Pull out every line in the items below that contains the word "roof".
-- BEGIN GIVEN RECORDS --
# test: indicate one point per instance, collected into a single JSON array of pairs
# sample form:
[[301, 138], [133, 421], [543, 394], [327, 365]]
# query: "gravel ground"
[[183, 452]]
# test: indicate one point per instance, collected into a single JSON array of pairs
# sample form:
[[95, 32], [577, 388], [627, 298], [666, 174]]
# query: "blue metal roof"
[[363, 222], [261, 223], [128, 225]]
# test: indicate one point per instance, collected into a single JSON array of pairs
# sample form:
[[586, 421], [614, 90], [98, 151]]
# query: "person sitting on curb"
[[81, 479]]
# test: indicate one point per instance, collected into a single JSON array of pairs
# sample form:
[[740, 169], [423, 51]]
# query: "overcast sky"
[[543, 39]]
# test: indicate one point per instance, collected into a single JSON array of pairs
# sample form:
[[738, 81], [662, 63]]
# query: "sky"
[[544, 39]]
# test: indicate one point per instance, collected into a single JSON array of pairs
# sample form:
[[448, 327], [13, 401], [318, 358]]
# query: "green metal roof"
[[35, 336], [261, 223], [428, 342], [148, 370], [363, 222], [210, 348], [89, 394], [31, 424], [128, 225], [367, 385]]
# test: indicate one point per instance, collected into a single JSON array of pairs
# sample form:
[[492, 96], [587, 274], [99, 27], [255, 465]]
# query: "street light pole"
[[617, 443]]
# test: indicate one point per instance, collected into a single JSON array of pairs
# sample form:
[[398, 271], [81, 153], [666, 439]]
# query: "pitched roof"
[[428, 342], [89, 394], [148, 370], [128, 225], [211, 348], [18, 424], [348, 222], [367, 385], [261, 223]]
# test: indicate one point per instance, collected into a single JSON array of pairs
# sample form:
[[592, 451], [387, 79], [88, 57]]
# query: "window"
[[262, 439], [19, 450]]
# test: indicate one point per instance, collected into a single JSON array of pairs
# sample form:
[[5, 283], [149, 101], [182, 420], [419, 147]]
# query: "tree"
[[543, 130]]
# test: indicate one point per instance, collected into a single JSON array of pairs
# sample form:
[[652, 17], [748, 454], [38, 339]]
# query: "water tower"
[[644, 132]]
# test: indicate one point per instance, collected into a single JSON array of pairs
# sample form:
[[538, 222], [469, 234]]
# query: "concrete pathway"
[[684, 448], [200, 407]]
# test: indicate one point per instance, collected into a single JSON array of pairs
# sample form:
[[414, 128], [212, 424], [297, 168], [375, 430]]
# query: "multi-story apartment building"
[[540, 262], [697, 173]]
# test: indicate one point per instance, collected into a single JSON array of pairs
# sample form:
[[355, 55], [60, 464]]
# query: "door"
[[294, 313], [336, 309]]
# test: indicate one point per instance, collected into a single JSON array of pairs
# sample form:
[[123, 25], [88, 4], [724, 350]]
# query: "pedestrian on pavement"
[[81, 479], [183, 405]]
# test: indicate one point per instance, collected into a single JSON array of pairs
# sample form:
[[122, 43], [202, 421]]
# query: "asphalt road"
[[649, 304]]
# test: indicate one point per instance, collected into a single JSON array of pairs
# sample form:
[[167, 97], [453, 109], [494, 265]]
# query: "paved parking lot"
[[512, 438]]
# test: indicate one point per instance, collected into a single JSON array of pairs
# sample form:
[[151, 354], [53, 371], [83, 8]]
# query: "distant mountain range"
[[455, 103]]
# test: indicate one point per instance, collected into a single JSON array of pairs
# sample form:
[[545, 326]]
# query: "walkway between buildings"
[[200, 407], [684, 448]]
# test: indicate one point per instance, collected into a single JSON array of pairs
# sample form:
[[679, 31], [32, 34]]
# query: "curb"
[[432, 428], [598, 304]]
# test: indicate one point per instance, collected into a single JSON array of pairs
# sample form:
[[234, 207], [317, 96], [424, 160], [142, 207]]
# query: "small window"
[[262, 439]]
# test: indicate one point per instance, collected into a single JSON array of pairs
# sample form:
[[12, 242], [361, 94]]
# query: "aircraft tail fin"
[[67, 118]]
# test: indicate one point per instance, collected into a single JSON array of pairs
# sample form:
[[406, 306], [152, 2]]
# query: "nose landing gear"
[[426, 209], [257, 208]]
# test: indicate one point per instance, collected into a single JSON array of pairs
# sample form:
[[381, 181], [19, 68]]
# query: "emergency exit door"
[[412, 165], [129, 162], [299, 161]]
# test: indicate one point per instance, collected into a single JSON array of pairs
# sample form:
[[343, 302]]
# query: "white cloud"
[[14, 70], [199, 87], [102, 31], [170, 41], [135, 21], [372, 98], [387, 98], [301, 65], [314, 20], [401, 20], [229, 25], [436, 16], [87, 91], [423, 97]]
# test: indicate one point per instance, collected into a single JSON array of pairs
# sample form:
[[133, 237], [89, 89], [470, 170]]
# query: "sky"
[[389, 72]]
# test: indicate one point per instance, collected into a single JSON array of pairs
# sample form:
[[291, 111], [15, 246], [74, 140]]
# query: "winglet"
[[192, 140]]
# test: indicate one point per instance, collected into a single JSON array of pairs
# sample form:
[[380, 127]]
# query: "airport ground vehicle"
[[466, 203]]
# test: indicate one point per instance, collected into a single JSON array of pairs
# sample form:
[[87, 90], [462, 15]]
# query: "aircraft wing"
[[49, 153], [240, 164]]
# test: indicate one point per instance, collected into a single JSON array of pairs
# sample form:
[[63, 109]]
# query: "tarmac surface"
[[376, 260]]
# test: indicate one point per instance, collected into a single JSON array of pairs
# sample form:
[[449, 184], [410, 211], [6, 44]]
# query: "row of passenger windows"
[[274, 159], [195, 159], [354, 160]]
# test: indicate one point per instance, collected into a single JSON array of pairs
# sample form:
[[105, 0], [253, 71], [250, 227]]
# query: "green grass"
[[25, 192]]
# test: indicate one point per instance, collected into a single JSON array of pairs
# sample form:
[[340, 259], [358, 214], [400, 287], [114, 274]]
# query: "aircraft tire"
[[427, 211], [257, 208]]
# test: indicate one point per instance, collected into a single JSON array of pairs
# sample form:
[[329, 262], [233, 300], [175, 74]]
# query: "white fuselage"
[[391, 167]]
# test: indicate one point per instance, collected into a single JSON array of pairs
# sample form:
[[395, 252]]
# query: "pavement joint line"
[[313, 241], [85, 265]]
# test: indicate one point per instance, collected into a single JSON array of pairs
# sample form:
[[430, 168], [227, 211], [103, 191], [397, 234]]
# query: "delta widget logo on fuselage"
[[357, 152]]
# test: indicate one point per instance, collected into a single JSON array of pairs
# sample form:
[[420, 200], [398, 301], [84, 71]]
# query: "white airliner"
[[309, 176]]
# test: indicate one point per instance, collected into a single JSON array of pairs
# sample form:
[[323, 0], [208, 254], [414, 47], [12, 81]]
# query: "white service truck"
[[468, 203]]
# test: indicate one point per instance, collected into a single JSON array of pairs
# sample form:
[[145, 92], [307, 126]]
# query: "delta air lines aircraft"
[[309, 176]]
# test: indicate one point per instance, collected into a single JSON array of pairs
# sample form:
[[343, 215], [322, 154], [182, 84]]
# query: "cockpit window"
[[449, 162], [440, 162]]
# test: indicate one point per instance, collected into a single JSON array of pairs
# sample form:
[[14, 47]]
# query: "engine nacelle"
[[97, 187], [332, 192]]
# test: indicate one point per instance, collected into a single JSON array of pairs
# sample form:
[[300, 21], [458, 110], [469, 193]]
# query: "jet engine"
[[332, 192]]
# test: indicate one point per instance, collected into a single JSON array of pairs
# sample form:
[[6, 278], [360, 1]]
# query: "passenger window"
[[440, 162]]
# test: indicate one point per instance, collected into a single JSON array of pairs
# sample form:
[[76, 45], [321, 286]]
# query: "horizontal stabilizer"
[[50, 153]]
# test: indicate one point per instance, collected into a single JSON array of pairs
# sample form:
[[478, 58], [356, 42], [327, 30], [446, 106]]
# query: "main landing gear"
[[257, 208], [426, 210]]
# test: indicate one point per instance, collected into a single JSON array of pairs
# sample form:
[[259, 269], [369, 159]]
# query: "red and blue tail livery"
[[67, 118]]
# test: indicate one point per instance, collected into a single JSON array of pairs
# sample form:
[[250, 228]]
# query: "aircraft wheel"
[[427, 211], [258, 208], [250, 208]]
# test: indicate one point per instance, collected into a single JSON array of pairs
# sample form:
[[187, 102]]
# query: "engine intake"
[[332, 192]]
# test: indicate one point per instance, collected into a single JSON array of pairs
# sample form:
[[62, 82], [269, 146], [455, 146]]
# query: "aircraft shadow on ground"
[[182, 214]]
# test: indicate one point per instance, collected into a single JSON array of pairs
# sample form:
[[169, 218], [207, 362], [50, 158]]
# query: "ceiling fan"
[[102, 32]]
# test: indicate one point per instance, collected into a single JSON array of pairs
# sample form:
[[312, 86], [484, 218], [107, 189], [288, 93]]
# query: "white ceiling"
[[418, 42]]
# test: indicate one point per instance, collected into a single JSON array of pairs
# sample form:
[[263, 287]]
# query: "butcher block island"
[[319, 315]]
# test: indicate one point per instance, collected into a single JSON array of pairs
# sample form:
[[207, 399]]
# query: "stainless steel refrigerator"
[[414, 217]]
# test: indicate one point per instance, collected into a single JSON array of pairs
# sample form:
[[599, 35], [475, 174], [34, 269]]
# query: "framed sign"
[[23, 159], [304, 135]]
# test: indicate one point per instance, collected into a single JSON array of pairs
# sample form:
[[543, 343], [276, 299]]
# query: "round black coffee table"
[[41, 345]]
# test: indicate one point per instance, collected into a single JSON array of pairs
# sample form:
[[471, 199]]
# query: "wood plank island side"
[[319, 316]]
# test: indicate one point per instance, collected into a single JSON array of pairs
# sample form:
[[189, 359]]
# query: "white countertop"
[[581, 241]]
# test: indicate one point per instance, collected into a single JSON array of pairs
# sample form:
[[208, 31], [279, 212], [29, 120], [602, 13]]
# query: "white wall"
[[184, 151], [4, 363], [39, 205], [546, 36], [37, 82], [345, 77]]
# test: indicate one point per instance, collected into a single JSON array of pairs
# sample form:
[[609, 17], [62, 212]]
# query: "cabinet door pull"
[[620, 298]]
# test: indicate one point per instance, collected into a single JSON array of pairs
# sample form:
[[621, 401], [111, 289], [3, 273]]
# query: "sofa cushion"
-- END GIVEN RECORDS --
* _REPLY_
# query: "blue metal roof"
# query: "green metal roof"
# query: "pitched roof"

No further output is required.